■ AUFGABE A ■
Wiederholen Sie aus dem Text zum Grundsatz „Auge um Auge“ wortgetreu den Abschnitt, der mit „Wie bereits geschrieben, geht“ beginnt und mit „eine gerechte Strafe?“ endet.
■ AUFGABE B ■
Übersetzen Sie den folgenden Satz aus dem Text zum Grundsatz „Auge um Auge“ ins Englische: „Und in aufgeklärten Gesellschaften ist die Resozialisierung und Wiedergutmachung in den Vordergrund gerückt.“

■ SEITE ■
- - -
"Auge um Auge" - gerecht?
Ich will nun keine Diskussion darüber führen, ob in einem einigermaßen fortschrittlichen Staat noch altertümliche Bestrafungsmethoden zeitgemäß sind. Es geht mir hier lediglich um die emotionale Komponente der Bestrafung von Tätern und um das Thema Gerechtigkeit. Für mein Gerechtigkeitsempfinden ist eine in Bezug auf die Tat absolut gleichwertige Strafe eigentlich die einzige Strafe, die wirklich gerecht ist - weil sie weder zu niedrig noch zu hoch angesetzt ist. Sie ist eben genau angemessen. Ich denke auch, dass man als Täter eigentlich immer darüber nachdenken sollte, dass das, was man anderen Menschen und Tieren antut, vielleicht selbst nicht erleben möchte. Wäre ich selbst Opfer und würde vielleicht lebenslang unter den Folgen eines Angriffs durch eine andere Person leiden, würde ich mich sehr schlecht fühlen mit dem Gedanken, dass der Täter vielleicht ein paar Jahre im Gefängnis sitzt (falls das überhaupt der Fall ist) und danach komplett normal weiterleben kann, während für das Opfer nichts mehr so wird wie es vorher war.
Wie bereits geschrieben, geht es hier nicht um die praktische Durchführbarkeit gleichwertiger Strafen, unter anderem auch Körperstrafen. Wie empfindet ihr eine Auge-um-Auge-Bestrafung in Bezug auf die Gerechtigkeit, die Täter und Opfer durch eine solche Strafe erfahren? Haltet ihr so etwas für ungerecht und vielleicht auch für sinnlos, oder würdet ihr euch, in die Rolle des Opfers versetzt, für den Täter mehr wünschen als eine einfache Gefängnisstrafe? Was ist überhaupt eine gerechte Strafe?
"Auge um Auge" war als Prinzip nie dazu gedacht, eine gerechte Strafe zu ermöglichen bzw. eine gerechte Strafe zu erwirken. Es ging dabei eher um eim Mäßigungsprinzip, so dass im Rachefall (bei "Auge um Auge" und "Zahn um Zahn" geht es nicht um Strafe oder Wiedergutmachung, sondern um Rache!) eine Obergrenze festgelegt wird, die zu tolerieren war. Eine "gerechte" Strafe kann es eigentlich bei schwerwiegenden Straftaten ja gar nicht geben und die Gesellschaft muss sich nur entscheiden, wohin die Sanktion gehen soll. Und in aufgeklärten Gesellschaften ist die Resozialisierung und Wiedergutmachung in den Vordergrund gerückt. Und genau diese fortschrittliche Tatsache wird von schlicht strukturierten Menschen eben als Ungerecht empfunden. Natürlich auch von direkt betroffenen - aber bei dieser Gruppe spielt eben der Rachegedanke eine vorrangige Rolle.
- - -
■ DATENTEIL ■
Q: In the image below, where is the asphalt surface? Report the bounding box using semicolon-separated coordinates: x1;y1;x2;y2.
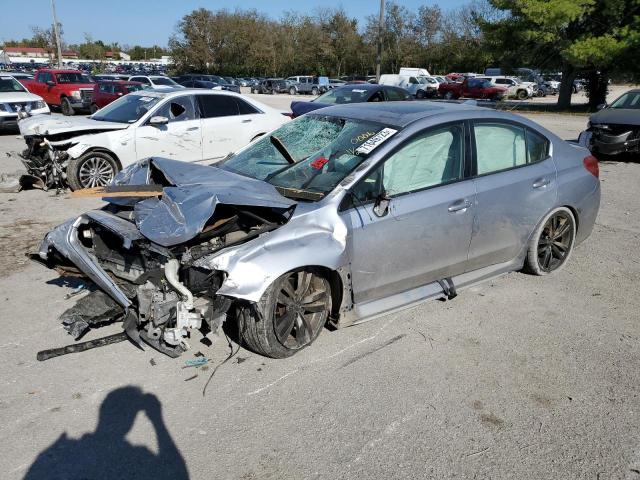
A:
0;96;640;480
- - -
■ ERGEBNIS A ■
Wie bereits geschrieben, geht es hier nicht um die praktische Durchführbarkeit gleichwertiger Strafen, unter anderem auch Körperstrafen. Wie empfindet ihr eine Auge-um-Auge-Bestrafung in Bezug auf die Gerechtigkeit, die Täter und Opfer durch eine solche Strafe erfahren? Haltet ihr so etwas für ungerecht und vielleicht auch für sinnlos, oder würdet ihr euch, in die Rolle des Opfers versetzt, für den Täter mehr wünschen als eine einfache Gefängnisstrafe? Was ist überhaupt eine gerechte Strafe?

■ ERGEBNIS B ■
And in enlightened societies, rehabilitation and restitution have moved to the forefront.